_Given request a_
Duplicate the passage of the forum thread that begins at the words "After a project" and ends after the words "earned some goodwill.".

_Text to read_
..............................

In the future, get stuff in writing after a certain amount of consultation. If someone promises something, they should be willing to put it in writing. Maybe try to speed up the "requirements acquisition" process.
Question: How do I avoid doing this in the future without turning away possible new prospects?
Well, the short answer is you can't. What you should have done is charged her for your time to help develop the requirements document. Some people (and she sounds like one of them) will not give you the job to just define requirements, so this is why my answer says you will turn away some new prospects. However, if you continue to do "free work" you will continue to fall into this trap.
JRepici
03-31-2004, 12:08 AM
Thanks for your replies guys.
Wassercrats,
The first thing I did was go back and look at her emails. It seemed clear she had planned to do this because the only time she ever made a commitment was on the phone. She may have made one in IM's but I don't save those so couldn't go back and look (that is one change I have made in response to this).
This was a long requirements phase mainly because she was so clueless about the subject matter her clients were clamoring for. I tend to be what the M3 crowd (XPers) refer to as a Big Design Up Front developer.
Rich,
That is the conclusion I'm coming around to. I have set up my charges based on coding time, with the actual design work usually a (free) loss leader. This works fine for local clients I can drive to, but the phone clients that come in over the internet will need a more realistic approach to cost issues.
Is it better to send a few good prospects away than to do free work for a few bad prospects? That is the crux. Like you I lean to the former because the other way would really just be making good prospects pay for bad prospects...
That's a very distasteful notion.
John Repici
Andilinks
03-31-2004, 12:10 AM
We begin working together in earnest and I spend a great deal of time with her, setting up example applications on my site... You might say or imply that you are incorporating "proprietary elements" into the work.
There probably aren't too many people as devious as Polly, so telling a fib like this to test a prospect's sincerity may be too much under most circumstances.
But maybe after being burned once you need some device to reinstill your faith in prospects.
Or better yet, develop some genuine proprietary elements. :)
Andi
Chipmunk
03-31-2004, 01:27 AM
John, sorry to hear about your experience!
Have you made any attempt to get paid for your time? If I understand the situation, you did provide some sort of "deliverable", which you solely own. It doesn't hurt to ask, and you could (very) gently mention reputation (you indicated elance has a ranking mechanism). Even if you can negotiate a partial payment, that's better than nothing.
Is it better to send a few good prospects away than to do free work for a few bad prospects? That is the crux.
Personally, I find coding fun (yeah I'm an :) XPer), and mind-reading/extraction-of-specs very not fun, so I always charge full rate for everything. I can see doing initial negotiations (less than an hour total) "off" the clock, but I can not see any legitimate reason why a "good" prospect would not be willing to pay for development of specs. If they want "free" work up front, then I do not consider them a good prospect. Others probably have different opinions and experiences.
After a project is done and paid for, I often do some free phone support, mostly because the time overhead for billing isn't worth the hassle, plus they've :) earned some goodwill.

..............................

_Material for this exercise_
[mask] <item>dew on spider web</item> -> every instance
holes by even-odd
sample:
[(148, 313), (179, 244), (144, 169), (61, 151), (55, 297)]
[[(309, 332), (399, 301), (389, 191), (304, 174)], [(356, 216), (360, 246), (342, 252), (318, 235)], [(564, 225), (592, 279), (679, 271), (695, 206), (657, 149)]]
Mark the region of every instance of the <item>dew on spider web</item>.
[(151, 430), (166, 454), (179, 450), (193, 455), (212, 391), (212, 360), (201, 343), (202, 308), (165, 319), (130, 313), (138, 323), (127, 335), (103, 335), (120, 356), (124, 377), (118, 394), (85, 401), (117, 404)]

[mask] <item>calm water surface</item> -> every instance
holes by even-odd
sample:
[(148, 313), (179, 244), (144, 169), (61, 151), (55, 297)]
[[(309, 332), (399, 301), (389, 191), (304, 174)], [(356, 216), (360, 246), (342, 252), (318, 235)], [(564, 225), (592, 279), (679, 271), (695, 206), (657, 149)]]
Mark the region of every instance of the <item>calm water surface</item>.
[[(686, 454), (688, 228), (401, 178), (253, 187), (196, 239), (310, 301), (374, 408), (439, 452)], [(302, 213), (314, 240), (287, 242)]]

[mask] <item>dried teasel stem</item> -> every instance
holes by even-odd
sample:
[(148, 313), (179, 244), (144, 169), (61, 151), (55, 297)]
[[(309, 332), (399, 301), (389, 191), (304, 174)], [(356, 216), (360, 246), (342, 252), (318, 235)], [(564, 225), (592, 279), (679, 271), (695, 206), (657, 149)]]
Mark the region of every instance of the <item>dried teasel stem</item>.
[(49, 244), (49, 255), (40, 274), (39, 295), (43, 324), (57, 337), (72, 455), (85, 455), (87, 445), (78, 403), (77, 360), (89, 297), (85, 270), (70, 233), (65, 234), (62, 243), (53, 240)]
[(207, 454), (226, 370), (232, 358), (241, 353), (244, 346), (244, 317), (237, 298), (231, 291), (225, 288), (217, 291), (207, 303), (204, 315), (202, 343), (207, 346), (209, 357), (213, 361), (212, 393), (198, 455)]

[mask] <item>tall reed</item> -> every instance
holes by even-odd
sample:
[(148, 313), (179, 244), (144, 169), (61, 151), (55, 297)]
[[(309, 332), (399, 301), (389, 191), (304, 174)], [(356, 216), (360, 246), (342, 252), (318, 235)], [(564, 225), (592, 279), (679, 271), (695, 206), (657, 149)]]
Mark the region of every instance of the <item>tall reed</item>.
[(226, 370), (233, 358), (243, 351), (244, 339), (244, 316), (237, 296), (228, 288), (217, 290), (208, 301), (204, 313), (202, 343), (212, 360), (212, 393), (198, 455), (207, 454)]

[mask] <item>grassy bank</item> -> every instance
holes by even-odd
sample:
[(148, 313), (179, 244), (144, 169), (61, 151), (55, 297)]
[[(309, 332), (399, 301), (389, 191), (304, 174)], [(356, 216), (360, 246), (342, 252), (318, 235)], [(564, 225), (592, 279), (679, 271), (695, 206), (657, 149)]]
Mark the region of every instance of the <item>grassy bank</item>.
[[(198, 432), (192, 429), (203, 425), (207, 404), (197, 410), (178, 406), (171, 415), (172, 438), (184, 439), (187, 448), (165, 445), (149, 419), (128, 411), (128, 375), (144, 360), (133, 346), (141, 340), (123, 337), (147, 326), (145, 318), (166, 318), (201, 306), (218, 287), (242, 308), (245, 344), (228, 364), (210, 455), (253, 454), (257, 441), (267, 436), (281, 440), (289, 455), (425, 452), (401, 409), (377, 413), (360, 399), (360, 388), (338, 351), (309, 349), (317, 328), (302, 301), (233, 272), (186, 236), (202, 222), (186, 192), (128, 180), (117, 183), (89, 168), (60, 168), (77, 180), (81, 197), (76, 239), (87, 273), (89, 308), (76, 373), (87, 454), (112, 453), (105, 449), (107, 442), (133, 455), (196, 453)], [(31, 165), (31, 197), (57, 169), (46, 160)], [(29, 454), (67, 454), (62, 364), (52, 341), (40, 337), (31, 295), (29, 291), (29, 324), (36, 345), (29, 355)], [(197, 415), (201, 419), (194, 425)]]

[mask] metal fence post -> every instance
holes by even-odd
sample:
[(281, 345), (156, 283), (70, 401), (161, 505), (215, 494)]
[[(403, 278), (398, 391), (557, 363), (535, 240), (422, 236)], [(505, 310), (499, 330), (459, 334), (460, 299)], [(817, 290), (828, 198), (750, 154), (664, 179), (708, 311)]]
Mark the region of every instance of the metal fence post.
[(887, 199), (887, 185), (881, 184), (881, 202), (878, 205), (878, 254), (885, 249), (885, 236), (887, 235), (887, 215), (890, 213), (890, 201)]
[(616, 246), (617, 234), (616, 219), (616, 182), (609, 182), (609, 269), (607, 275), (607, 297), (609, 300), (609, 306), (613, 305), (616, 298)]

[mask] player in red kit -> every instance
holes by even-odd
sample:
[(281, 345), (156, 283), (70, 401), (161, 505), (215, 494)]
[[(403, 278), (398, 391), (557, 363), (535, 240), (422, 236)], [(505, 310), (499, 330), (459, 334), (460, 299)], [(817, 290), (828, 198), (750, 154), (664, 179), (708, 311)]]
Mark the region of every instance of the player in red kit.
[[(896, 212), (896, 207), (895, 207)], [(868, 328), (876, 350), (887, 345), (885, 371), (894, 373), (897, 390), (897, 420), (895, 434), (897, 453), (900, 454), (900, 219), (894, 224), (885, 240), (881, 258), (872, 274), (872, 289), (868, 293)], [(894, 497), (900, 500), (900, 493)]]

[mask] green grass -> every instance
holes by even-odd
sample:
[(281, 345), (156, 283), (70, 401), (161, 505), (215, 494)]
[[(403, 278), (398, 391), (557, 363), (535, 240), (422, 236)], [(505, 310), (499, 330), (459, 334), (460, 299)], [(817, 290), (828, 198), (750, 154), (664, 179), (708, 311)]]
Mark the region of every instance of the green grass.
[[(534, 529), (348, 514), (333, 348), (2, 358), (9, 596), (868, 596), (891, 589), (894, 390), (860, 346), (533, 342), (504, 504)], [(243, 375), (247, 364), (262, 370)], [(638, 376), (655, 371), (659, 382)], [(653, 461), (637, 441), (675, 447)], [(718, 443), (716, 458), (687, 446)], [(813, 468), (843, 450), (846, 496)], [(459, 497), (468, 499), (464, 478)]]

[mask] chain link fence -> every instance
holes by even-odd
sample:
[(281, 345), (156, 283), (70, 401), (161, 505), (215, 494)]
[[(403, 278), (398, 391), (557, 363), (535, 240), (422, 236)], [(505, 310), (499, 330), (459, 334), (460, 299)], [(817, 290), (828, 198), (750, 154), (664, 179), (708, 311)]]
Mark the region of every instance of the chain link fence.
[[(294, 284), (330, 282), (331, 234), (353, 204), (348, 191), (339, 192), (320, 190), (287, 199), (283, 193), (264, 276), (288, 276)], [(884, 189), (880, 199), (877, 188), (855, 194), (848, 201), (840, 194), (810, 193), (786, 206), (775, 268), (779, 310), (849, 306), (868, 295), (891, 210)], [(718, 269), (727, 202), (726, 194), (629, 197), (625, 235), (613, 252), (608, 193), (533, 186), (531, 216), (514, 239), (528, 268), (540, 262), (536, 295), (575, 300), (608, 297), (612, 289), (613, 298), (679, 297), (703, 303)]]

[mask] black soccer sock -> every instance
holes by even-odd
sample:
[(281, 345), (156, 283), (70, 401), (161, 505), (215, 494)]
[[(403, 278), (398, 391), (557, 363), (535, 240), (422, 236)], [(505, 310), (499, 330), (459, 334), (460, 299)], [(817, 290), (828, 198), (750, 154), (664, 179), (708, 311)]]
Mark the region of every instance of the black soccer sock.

..............................

_Given request b_
Present the records as a numbered list, leaving out blank lines. Start at the first line of the records and stop after the line that contains "393), (198, 455)]", including both of those lines.

_Full solution a_
After a project is done and paid for, I often do some free phone support, mostly because the time overhead for billing isn't worth the hassle, plus they've :) earned some goodwill.

_Full solution b_
1. [mask] <item>dew on spider web</item> -> every instance
2. holes by even-odd
3. sample:
4. [(148, 313), (179, 244), (144, 169), (61, 151), (55, 297)]
5. [[(309, 332), (399, 301), (389, 191), (304, 174)], [(356, 216), (360, 246), (342, 252), (318, 235)], [(564, 225), (592, 279), (679, 271), (695, 206), (657, 149)]]
6. Mark the region of every instance of the <item>dew on spider web</item>.
7. [(151, 430), (166, 454), (179, 450), (193, 455), (212, 391), (212, 360), (201, 343), (202, 308), (165, 319), (130, 313), (138, 323), (127, 335), (103, 335), (120, 356), (124, 377), (118, 394), (85, 401), (117, 404)]
8. [mask] <item>calm water surface</item> -> every instance
9. holes by even-odd
10. sample:
11. [(148, 313), (179, 244), (144, 169), (61, 151), (55, 297)]
12. [[(309, 332), (399, 301), (389, 191), (304, 174)], [(356, 216), (360, 246), (342, 252), (318, 235)], [(564, 225), (592, 279), (679, 271), (695, 206), (657, 149)]]
13. Mark the region of every instance of the <item>calm water surface</item>.
14. [[(686, 454), (688, 228), (401, 178), (253, 187), (196, 239), (310, 301), (374, 408), (439, 452)], [(302, 213), (314, 240), (287, 242)]]
15. [mask] <item>dried teasel stem</item> -> every instance
16. holes by even-odd
17. sample:
18. [(148, 313), (179, 244), (144, 169), (61, 151), (55, 297)]
19. [[(309, 332), (399, 301), (389, 191), (304, 174)], [(356, 216), (360, 246), (342, 252), (318, 235)], [(564, 225), (592, 279), (679, 271), (695, 206), (657, 149)]]
20. Mark the region of every instance of the <item>dried teasel stem</item>.
21. [(49, 244), (49, 255), (40, 274), (39, 295), (43, 324), (57, 337), (72, 455), (85, 455), (87, 445), (78, 403), (77, 360), (89, 297), (85, 270), (70, 233), (65, 234), (62, 243), (53, 240)]
22. [(207, 454), (226, 370), (232, 358), (241, 353), (244, 346), (244, 317), (237, 298), (231, 291), (225, 288), (217, 291), (207, 303), (204, 315), (202, 343), (207, 346), (209, 357), (213, 361), (212, 393), (198, 455)]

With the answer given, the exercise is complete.